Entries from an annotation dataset
++++++

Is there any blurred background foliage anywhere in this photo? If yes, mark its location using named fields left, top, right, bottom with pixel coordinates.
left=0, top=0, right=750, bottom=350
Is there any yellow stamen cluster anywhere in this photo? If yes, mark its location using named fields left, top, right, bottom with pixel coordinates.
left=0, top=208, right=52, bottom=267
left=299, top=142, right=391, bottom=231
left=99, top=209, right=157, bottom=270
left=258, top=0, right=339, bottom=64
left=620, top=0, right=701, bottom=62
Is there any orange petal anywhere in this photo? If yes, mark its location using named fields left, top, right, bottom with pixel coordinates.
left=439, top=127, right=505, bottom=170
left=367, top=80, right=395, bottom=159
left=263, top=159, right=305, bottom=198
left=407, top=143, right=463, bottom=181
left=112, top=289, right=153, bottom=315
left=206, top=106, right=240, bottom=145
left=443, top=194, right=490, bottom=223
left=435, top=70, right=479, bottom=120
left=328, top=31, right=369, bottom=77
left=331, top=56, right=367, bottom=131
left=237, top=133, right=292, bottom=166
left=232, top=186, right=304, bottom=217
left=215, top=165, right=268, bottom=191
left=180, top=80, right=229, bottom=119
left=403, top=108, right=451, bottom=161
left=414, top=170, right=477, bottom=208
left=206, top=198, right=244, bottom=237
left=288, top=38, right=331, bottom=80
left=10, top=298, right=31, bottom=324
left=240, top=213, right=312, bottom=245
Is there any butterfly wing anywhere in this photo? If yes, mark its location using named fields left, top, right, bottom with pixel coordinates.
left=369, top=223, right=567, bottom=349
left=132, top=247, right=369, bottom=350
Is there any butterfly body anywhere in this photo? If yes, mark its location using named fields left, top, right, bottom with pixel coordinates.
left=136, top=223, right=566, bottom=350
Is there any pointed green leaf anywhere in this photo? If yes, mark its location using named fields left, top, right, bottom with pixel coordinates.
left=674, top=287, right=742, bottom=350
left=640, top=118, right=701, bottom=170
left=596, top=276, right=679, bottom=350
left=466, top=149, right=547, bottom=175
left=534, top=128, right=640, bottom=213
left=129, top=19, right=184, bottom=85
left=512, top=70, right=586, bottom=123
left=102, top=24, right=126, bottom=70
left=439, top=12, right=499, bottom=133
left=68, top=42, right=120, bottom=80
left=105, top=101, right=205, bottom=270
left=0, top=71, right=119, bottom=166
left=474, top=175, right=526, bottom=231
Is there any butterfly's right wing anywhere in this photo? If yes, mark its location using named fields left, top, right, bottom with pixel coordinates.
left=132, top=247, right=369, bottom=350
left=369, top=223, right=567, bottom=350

++++++

#### [Exercise details]
Rewrite the lines starting with the line containing "Is there any yellow" and going on through the line containing "left=99, top=209, right=157, bottom=270", keeping every line and its wording but raising each pixel coordinate by 122.

#### [Exercise output]
Is there any yellow stamen cluster anywhere in this photo? If yes, mark its location using named fields left, top, right, bottom with pixel coordinates.
left=122, top=330, right=174, bottom=389
left=421, top=264, right=513, bottom=353
left=221, top=331, right=279, bottom=392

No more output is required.